-- Study text follows --

This isn’t Wallace’s first time working with Lumeviie. The two first collaborated on DJ Wallace’s A Decade EP in 2022, where Lumeviie co-produced the standout track Wonda.
Their relationship, which began in Akure, Ondo State, Nigeria remains strong. Since relocating to the UK, Lumeviie and Wallace have reconnected to continue their collaborative journey. Now, JAYE (Flex) reunites Wallace, Cerro, and Lumeviie in a compelling statement of artistry, pleasure, and pride. Together, they’ve created something that feels both rooted and global, nostalgic yet fresh. It is a track that celebrates not just sound, but the power of connection and creative growth.
The beat leans heavily into the bounce and basslines of South African Amapiano, laced with rolling log drums and bright percussion. But it doesn’t settle there. You can hear traces of trap, Afrobeats, and even UK street sensibilities in the transitions. It’s polished, but never slick to the point of sterility. It breathes, grooves, and moves with intent.
Cerro Muziq, the Southern African Amapiano Rockstar, brings infectious charisma to the performance. Her style of delivery is rhythmic, chant-like, and fluid. Wallace backs it with a production that gives space for every line to land with clarity and weight. Their chemistry drives the track’s addictive pulse.
From the get-go, the lyrics declare intent: Can’t get enough of the kid, Tell me they loving the drip, This ain’t no regular shit. The Yoruba phrase Beat yi dun ota ta ta (ota ta ta), translated loosely as this beat slaps, is more than just a flex. It’s a truth the track upholds. The song thrives on multilingual fluency, blending Yoruba, English, Nigerian Pidgin, and Southern African street slang into one seamless vibe.
Lyrically, JAYE (Flex) plays in the space between bold affirmation and slick defiance. Iyalayayin your father (your papa) is less insulting than performance art, a sharp, irreverent flip of the tongue that solidifies the song’s streetwise soul. Ma Ma Manager I manage things, showcase clever wordplay, and a refusal to play by standard rules. The chorus locks in as an anthem of pure indulgence: I love the money, I love the girls, I love the bimmer, Good life, big paps, Get high, get drunk.
The repetition in the outro, Just dey play (you hear), Dey play, dey play, dey play borrows from a viral Nigerian meme, already resonates, giving the track a wink of familiarity and layered meaning. It works both as a taunt and a warning: while others waste time, the real ones are rising.
JAYE (Flex) does more than entertain. It unites cultures and sounds from Lagos to Johannesburg to London, blending shared hustle, coded joy, and lyrical fire. DJ Wallace isn’t just crafting music, he is building something bigger. And if this is how he’s starting 2023, then 2024 better be ready.

-- Study text concluded --

Goal of the exercise:
Pull out everything in the song review from "The beat leans" down to "moves with intent.".

-- Data provided follows --

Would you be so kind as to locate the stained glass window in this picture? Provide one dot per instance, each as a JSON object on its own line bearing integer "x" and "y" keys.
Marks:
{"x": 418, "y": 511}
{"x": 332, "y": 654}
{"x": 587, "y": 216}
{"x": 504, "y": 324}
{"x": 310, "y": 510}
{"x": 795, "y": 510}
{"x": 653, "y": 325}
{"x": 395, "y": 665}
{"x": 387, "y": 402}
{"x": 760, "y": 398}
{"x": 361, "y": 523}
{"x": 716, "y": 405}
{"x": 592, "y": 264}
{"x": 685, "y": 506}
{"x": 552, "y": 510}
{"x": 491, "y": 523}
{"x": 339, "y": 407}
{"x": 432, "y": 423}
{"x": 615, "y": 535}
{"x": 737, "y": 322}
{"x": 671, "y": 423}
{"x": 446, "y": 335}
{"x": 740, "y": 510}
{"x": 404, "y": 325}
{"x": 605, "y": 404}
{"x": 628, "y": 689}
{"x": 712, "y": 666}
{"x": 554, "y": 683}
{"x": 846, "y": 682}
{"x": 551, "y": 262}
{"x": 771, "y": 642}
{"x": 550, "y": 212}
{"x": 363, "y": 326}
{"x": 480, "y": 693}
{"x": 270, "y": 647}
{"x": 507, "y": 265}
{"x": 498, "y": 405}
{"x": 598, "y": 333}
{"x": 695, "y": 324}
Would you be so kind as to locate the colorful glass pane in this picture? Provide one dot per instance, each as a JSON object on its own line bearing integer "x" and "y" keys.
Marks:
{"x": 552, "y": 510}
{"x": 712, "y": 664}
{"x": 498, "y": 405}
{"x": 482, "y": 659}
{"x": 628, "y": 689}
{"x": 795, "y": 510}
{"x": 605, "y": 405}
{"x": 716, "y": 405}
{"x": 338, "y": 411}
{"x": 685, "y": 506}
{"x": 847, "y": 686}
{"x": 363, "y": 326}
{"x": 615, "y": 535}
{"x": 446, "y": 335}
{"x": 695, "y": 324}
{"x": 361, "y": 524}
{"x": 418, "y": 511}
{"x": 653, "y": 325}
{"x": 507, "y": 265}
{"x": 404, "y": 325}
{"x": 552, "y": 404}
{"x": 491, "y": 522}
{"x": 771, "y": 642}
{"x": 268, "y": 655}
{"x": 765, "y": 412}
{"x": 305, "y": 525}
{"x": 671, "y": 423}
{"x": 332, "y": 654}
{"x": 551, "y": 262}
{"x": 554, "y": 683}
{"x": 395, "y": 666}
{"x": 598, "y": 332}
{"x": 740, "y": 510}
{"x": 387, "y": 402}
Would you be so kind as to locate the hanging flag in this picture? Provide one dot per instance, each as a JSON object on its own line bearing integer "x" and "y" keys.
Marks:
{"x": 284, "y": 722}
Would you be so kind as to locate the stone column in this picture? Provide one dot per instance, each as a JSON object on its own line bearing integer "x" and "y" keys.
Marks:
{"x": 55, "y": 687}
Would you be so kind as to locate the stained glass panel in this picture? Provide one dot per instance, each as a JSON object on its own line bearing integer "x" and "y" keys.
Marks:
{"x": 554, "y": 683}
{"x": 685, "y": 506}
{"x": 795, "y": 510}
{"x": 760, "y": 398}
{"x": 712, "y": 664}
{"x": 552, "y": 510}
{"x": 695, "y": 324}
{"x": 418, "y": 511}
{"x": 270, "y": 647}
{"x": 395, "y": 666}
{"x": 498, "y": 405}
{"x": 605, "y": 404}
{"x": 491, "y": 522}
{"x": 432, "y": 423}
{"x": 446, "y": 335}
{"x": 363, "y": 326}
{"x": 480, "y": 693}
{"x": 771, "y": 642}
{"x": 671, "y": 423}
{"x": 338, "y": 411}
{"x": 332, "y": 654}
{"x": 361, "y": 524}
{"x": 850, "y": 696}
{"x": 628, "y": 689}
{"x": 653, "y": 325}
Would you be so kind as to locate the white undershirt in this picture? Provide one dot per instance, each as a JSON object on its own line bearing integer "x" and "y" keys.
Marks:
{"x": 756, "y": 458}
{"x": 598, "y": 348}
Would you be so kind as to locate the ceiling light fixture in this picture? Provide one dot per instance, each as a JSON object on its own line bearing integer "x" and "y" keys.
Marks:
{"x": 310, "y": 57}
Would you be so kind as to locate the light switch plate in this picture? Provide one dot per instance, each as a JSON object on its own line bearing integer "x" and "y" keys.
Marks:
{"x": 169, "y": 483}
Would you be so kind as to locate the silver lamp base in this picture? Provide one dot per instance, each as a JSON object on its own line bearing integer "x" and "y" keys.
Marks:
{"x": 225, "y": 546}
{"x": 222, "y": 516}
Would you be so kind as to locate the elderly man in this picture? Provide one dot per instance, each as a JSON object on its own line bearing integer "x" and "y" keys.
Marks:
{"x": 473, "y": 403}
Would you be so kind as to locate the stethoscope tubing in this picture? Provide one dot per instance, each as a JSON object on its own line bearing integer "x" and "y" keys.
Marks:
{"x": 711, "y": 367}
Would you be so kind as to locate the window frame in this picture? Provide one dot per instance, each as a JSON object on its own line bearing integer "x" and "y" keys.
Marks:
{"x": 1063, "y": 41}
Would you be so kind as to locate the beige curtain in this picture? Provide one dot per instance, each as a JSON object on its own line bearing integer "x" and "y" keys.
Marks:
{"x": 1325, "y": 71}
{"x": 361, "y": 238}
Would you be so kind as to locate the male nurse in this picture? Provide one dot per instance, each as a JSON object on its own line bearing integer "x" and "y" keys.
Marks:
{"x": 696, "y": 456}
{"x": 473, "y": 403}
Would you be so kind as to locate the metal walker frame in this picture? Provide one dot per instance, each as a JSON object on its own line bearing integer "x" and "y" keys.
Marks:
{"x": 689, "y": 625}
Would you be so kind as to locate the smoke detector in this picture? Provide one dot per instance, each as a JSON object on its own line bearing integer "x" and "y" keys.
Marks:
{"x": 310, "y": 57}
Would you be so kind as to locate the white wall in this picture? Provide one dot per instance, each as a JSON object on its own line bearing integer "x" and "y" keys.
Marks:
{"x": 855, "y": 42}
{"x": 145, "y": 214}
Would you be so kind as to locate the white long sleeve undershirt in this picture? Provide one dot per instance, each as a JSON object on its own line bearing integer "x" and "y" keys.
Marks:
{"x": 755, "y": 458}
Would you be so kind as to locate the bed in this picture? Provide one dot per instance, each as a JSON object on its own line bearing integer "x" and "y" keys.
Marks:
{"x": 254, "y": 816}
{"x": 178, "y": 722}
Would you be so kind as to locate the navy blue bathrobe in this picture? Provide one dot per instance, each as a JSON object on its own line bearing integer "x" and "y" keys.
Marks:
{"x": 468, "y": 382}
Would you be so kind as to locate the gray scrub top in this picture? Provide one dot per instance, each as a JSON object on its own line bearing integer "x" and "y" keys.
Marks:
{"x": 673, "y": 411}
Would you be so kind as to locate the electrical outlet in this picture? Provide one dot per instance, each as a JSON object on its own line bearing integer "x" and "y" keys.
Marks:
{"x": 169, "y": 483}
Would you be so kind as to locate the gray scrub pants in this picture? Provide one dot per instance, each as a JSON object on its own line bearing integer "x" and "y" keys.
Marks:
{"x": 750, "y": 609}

-- Data provided concluded --

Answer box:
The beat leans heavily into the bounce and basslines of South African Amapiano, laced with rolling log drums and bright percussion. But it doesn’t settle there. You can hear traces of trap, Afrobeats, and even UK street sensibilities in the transitions. It’s polished, but never slick to the point of sterility. It breathes, grooves, and moves with intent.